**What to work on**
Without changing anything, set down every line shown below.
Segment Start: The records
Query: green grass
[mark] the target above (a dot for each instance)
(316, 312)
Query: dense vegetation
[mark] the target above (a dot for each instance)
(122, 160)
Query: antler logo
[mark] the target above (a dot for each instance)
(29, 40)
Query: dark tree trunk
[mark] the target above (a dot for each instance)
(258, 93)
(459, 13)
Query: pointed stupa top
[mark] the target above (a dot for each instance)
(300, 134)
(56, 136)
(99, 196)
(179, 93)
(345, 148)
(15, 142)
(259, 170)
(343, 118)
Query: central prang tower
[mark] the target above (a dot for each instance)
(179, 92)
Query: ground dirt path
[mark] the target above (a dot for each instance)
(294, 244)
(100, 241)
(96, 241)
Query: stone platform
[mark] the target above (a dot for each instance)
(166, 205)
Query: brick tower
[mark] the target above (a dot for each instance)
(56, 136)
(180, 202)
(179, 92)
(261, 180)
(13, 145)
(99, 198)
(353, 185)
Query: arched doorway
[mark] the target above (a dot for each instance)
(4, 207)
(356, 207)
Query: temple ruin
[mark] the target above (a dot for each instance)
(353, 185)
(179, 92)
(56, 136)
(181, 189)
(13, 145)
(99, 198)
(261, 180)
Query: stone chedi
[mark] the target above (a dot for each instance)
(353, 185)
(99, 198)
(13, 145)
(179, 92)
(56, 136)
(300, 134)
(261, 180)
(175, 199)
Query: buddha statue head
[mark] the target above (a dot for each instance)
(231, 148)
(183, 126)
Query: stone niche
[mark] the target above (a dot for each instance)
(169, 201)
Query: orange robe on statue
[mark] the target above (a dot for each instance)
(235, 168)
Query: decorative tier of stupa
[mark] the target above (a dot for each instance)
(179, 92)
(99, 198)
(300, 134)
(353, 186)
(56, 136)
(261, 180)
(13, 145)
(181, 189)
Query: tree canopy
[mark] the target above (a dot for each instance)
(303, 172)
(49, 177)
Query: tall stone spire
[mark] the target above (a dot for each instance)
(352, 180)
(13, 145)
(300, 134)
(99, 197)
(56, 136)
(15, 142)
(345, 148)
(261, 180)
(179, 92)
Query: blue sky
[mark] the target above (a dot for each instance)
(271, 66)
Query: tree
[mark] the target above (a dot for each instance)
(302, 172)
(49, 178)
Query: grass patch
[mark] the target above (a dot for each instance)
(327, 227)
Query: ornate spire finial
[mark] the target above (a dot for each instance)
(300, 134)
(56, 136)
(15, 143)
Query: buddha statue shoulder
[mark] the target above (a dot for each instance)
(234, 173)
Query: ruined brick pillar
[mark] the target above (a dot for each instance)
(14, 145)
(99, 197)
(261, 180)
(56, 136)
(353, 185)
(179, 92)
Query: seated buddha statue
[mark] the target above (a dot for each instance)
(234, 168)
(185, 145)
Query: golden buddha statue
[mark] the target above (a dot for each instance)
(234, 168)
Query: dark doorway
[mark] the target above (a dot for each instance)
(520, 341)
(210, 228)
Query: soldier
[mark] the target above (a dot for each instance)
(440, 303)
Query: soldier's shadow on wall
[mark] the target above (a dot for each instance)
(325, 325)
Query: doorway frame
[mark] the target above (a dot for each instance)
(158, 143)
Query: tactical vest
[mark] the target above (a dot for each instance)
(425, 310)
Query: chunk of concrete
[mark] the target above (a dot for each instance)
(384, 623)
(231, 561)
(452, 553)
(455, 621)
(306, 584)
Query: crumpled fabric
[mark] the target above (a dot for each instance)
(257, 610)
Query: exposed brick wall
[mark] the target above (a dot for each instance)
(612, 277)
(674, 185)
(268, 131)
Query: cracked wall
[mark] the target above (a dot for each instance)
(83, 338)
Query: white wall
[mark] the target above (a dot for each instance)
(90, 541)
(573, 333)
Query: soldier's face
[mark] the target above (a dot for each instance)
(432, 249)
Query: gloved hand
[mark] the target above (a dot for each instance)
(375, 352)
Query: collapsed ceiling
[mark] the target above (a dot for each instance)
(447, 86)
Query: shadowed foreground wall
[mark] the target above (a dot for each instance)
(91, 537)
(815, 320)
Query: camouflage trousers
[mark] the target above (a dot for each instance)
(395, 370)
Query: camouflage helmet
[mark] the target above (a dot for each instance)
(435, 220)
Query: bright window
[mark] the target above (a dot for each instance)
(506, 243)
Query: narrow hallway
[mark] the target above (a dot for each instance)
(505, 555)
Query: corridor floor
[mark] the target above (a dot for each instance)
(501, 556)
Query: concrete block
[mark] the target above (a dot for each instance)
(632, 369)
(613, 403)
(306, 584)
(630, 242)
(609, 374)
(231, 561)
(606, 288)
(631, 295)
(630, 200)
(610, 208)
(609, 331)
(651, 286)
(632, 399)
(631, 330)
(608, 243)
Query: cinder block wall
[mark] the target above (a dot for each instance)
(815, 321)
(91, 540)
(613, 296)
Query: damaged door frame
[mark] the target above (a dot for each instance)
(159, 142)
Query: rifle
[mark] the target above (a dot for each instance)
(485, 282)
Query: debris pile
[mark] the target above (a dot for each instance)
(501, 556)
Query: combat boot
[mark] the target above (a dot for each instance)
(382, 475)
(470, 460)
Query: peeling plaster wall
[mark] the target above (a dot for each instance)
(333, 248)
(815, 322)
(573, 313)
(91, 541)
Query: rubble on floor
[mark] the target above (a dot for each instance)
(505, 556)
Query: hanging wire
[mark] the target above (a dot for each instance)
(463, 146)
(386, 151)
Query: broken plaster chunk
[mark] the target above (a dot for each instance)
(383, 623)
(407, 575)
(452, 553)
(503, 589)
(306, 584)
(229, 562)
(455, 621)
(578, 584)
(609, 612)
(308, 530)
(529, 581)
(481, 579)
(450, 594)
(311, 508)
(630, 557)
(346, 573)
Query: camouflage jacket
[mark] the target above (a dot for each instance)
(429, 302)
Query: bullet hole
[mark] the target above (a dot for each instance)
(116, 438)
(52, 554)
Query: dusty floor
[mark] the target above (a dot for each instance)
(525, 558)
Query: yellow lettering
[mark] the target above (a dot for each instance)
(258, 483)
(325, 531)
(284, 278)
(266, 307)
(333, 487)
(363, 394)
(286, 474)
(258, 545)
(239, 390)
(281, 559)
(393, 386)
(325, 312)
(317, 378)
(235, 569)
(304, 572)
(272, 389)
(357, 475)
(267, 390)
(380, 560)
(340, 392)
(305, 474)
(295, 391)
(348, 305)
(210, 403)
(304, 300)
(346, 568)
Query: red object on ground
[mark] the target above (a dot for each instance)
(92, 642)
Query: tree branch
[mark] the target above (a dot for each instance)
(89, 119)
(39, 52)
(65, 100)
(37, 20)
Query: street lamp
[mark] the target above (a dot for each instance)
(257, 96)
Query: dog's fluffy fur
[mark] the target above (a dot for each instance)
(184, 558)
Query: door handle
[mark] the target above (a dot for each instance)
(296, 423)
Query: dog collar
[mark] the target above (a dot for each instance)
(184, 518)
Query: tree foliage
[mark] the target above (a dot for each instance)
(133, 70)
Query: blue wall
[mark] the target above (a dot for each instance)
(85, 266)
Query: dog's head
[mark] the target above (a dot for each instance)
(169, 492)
Segment End: The records
**Task result**
Query: green grass
[mark] the target above (a dot for each instance)
(316, 312)
Query: dense vegetation
[mark] the target above (a dot for each instance)
(122, 160)
Query: antler logo
[mark] the target above (a dot for each instance)
(29, 40)
Query: dark tree trunk
[mark] the target above (a dot for each instance)
(258, 93)
(459, 13)
Query: pointed stupa top
[mark] the target above (a dot for each instance)
(300, 134)
(56, 136)
(99, 196)
(179, 93)
(345, 148)
(15, 142)
(259, 170)
(343, 118)
Query: central prang tower
[mark] the target above (a dot for each instance)
(179, 92)
Query: ground dirt path
[mark] the target above (a dot for each instance)
(294, 244)
(100, 241)
(96, 241)
Query: stone platform
[mark] the target above (a dot for each instance)
(166, 205)
Query: brick tower
[mark] the target above (a dot for each instance)
(56, 136)
(180, 202)
(179, 92)
(261, 180)
(13, 145)
(99, 198)
(353, 185)
Query: arched doorway
[mark] the target above (a dot for each instance)
(4, 207)
(356, 207)
Query: temple ruin
[mark] the target above (a dot for each instance)
(353, 185)
(179, 92)
(56, 136)
(181, 189)
(13, 145)
(99, 198)
(261, 180)
Query: stone chedi
[mark] the target above (a dot for each instance)
(353, 185)
(99, 198)
(13, 145)
(179, 92)
(56, 136)
(300, 134)
(261, 180)
(175, 199)
Query: buddha statue head
[mark] the target above (a dot for each instance)
(231, 148)
(183, 126)
Query: stone niche
[mark] the target above (a dot for each instance)
(169, 201)
Query: orange robe on statue
[mark] the target above (a dot for each instance)
(235, 168)
Query: decorative tier of stupa
[mark] the target above (a dot for each instance)
(179, 92)
(99, 198)
(300, 134)
(353, 186)
(56, 136)
(261, 180)
(13, 145)
(181, 189)
Query: tree canopy
[mark] the target above (a dot for each instance)
(303, 172)
(49, 177)
Query: tall stone spire
[mark] the target above (a dot for each instance)
(352, 180)
(13, 145)
(300, 134)
(99, 197)
(56, 136)
(15, 142)
(345, 148)
(261, 180)
(179, 92)
Query: blue sky
[mark] the target above (a dot for each instance)
(271, 66)
Query: tree
[mark] the target above (a dot for each instance)
(302, 172)
(49, 178)
Query: grass patch
[mark] the target above (a dot for each instance)
(327, 227)
Query: ornate spire finial
[mark] the target above (a dot for each instance)
(300, 134)
(56, 136)
(15, 143)
Query: buddha statue shoulder
[mark] the target above (a dot for each instance)
(234, 173)
Query: ruined brick pillar
[mark] the target above (a dot for each instance)
(14, 145)
(99, 197)
(261, 180)
(56, 136)
(353, 185)
(179, 92)
Query: seated buddha statue
[mark] the target above (a dot for each instance)
(234, 168)
(185, 145)
Query: golden buddha statue
[mark] the target above (a dot for each instance)
(234, 168)
Query: dark doorway
[mark] the target above (a dot for each instance)
(520, 341)
(210, 228)
Query: soldier
[mark] the target above (a dot for each instance)
(440, 303)
Query: soldier's shadow on wall
[mark] the target above (a dot for each instance)
(325, 325)
Query: doorway frame
[mark] the target above (a dot for each instance)
(158, 143)
Query: tactical vest
[mark] the target above (a dot for each instance)
(425, 310)
Query: chunk of concrete
[mark] the target above (a dot for each instance)
(384, 623)
(231, 561)
(452, 553)
(455, 621)
(306, 584)
Query: crumpled fabric
[mark] the target above (a dot for each instance)
(257, 610)
Query: exposed brick wall
[mark] the target above (a dot for each instance)
(612, 277)
(674, 185)
(268, 131)
Query: cracked wall
[mark] the target above (a dot for each instance)
(83, 338)
Query: white wall
[mark] the target above (a dot for each instance)
(90, 541)
(573, 333)
Query: soldier's face
[mark] the target above (a dot for each instance)
(432, 249)
Query: gloved hand
[mark] the target above (a dot for each instance)
(375, 352)
Query: collapsed ceiling
[mark] the target above (a dot for each instance)
(447, 86)
Query: shadowed foreground wall
[mark] the target above (a dot for each instance)
(91, 537)
(815, 320)
Query: camouflage trousers
[mark] the target above (a dot for each instance)
(395, 370)
Query: camouflage helmet
[mark] the target above (a dot for each instance)
(435, 220)
Query: bright window
[mark] the target above (a dot for each instance)
(506, 243)
Query: narrow hallway
[mark] the target above (a dot for each instance)
(505, 555)
Query: corridor floor
[mark] the target above (a dot for each instance)
(501, 556)
Query: concrete block
[mark] the target above (a dot for each instance)
(632, 369)
(613, 403)
(306, 584)
(630, 242)
(609, 374)
(231, 561)
(606, 288)
(631, 295)
(630, 200)
(610, 208)
(609, 331)
(651, 286)
(632, 399)
(631, 330)
(608, 243)
Query: cinder block wall
[mark] the target above (a dot for each instance)
(815, 321)
(91, 540)
(613, 296)
Query: damaged door frame
[mark] the target above (a dot for each instance)
(159, 142)
Query: rifle
[mark] the target above (a dot for each instance)
(485, 282)
Query: debris pile
[mark] the target above (a dot for each instance)
(501, 556)
Query: combat boot
[mark] the target above (a dot for each instance)
(382, 475)
(470, 460)
Query: peeling plaster wall
[mark] the target above (a dot for each instance)
(333, 248)
(815, 322)
(573, 313)
(91, 541)
Query: rubble on floor
[mark] the target above (a dot for each instance)
(505, 556)
Query: hanging wire
[mark] the target above (a dot for each instance)
(463, 146)
(386, 151)
Query: broken plaster chunk
[mark] the target above (a dot for each instance)
(383, 623)
(407, 575)
(452, 553)
(503, 589)
(306, 584)
(229, 562)
(455, 621)
(578, 584)
(609, 612)
(308, 530)
(529, 581)
(481, 579)
(450, 594)
(311, 508)
(630, 557)
(346, 573)
Query: camouflage jacket
[mark] the target above (a dot for each instance)
(429, 302)
Query: bullet hole
[mark] the target above (a dot for each instance)
(116, 438)
(52, 554)
Query: dusty floor
[mark] the target above (a dot for each instance)
(525, 558)
Query: yellow lettering
[mark] the target above (a dot for each instance)
(258, 483)
(325, 531)
(284, 278)
(266, 307)
(333, 487)
(363, 394)
(286, 474)
(258, 545)
(239, 390)
(281, 559)
(393, 386)
(325, 312)
(317, 378)
(235, 569)
(304, 572)
(272, 389)
(357, 475)
(267, 390)
(380, 560)
(340, 392)
(305, 474)
(295, 391)
(348, 305)
(210, 403)
(304, 300)
(346, 568)
Query: red object on ground
[mark] the target above (a dot for each instance)
(92, 642)
Query: tree branch
[mark] the target above (a dot for each instance)
(89, 119)
(39, 52)
(65, 100)
(37, 20)
Query: street lamp
[mark] the target above (a dot for each instance)
(257, 96)
Query: dog's fluffy fur
[mark] the target above (a dot for each instance)
(184, 558)
Query: door handle
[mark] the target above (a dot for each instance)
(296, 423)
Query: dog collar
[mark] the target above (a dot for each instance)
(184, 518)
Query: tree foliage
[mark] the target above (a dot for each instance)
(133, 70)
Query: blue wall
[mark] the target above (a dot for each instance)
(85, 266)
Query: dog's head
[mark] the target above (a dot for each instance)
(169, 492)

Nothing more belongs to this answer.